Object pointing dataset rows:

>> BEGIN

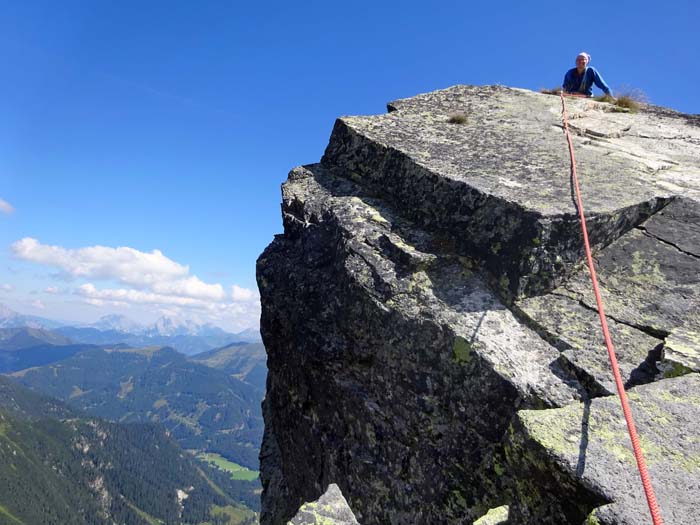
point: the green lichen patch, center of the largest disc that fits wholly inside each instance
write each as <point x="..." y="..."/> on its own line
<point x="587" y="445"/>
<point x="461" y="350"/>
<point x="682" y="351"/>
<point x="497" y="516"/>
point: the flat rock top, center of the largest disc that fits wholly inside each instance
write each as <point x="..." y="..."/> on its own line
<point x="591" y="443"/>
<point x="512" y="146"/>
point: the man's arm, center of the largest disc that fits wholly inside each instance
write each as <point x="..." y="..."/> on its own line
<point x="569" y="83"/>
<point x="598" y="80"/>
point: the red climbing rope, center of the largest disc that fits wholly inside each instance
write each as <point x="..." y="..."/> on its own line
<point x="644" y="474"/>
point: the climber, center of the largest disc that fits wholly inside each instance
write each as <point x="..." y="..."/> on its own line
<point x="580" y="79"/>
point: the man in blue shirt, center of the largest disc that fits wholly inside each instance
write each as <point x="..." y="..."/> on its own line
<point x="580" y="79"/>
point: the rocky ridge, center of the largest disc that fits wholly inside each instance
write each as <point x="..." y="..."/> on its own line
<point x="433" y="344"/>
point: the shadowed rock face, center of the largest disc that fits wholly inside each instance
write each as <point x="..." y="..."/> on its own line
<point x="426" y="304"/>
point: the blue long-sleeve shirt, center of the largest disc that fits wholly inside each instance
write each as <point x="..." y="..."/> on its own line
<point x="575" y="83"/>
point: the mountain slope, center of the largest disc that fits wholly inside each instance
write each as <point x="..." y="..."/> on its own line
<point x="245" y="361"/>
<point x="204" y="409"/>
<point x="24" y="337"/>
<point x="68" y="469"/>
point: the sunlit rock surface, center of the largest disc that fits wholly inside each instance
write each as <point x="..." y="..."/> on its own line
<point x="426" y="309"/>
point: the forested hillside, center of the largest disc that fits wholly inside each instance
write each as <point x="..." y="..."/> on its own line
<point x="58" y="467"/>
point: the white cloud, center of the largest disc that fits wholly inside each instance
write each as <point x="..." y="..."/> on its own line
<point x="141" y="270"/>
<point x="242" y="294"/>
<point x="135" y="296"/>
<point x="6" y="207"/>
<point x="148" y="282"/>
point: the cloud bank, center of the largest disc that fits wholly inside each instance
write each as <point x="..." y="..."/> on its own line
<point x="147" y="279"/>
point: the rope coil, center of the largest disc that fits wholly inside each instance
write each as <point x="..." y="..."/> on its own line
<point x="638" y="454"/>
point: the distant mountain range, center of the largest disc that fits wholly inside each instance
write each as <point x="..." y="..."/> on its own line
<point x="187" y="337"/>
<point x="61" y="466"/>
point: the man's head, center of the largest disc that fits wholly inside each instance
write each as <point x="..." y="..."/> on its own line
<point x="582" y="60"/>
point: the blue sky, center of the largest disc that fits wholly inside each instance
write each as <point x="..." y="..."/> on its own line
<point x="169" y="126"/>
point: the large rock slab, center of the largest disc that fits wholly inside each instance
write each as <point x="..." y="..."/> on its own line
<point x="397" y="371"/>
<point x="427" y="289"/>
<point x="575" y="459"/>
<point x="501" y="183"/>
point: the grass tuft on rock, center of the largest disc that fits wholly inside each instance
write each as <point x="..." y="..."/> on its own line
<point x="629" y="99"/>
<point x="553" y="91"/>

>> END

Reproduce nothing but the lines from the line containing "point: the white" to the last line of the data, each exactly as written.

Solution for this problem →
point: the white cloud, center of the largest disc that fits wholly inside each instance
write each as <point x="..." y="..."/> on its own line
<point x="141" y="270"/>
<point x="242" y="294"/>
<point x="135" y="296"/>
<point x="6" y="207"/>
<point x="148" y="282"/>
point: the cloud bank, center of the largest disc that fits wholly inside each instance
write each as <point x="..." y="..."/> on its own line
<point x="147" y="279"/>
point: the rope coil, center of the largest disc that fits wholly inside each instance
write each as <point x="..." y="..."/> on its own line
<point x="638" y="454"/>
point: the distant mountain range, center of the largest disc that fits wholly inside each instance
write each as <point x="..." y="..."/> on its own line
<point x="187" y="337"/>
<point x="61" y="466"/>
point: the man's head, center of the largest disc that fits wholly inside each instance
write each as <point x="..." y="..."/> on its own line
<point x="582" y="60"/>
point: the blue sky, center of the largest disc that fits wholly inside each instance
write each as <point x="..." y="..."/> on its own line
<point x="169" y="126"/>
point: the large rock slab, center of the largest disc that fits wholly inside each instance
write each as <point x="..." y="..."/> on its own line
<point x="397" y="371"/>
<point x="427" y="289"/>
<point x="575" y="459"/>
<point x="501" y="183"/>
point: the grass tuft on rock, center of the largest disc that fits wholly inside each instance
write each as <point x="..." y="..."/> on its own line
<point x="629" y="99"/>
<point x="553" y="91"/>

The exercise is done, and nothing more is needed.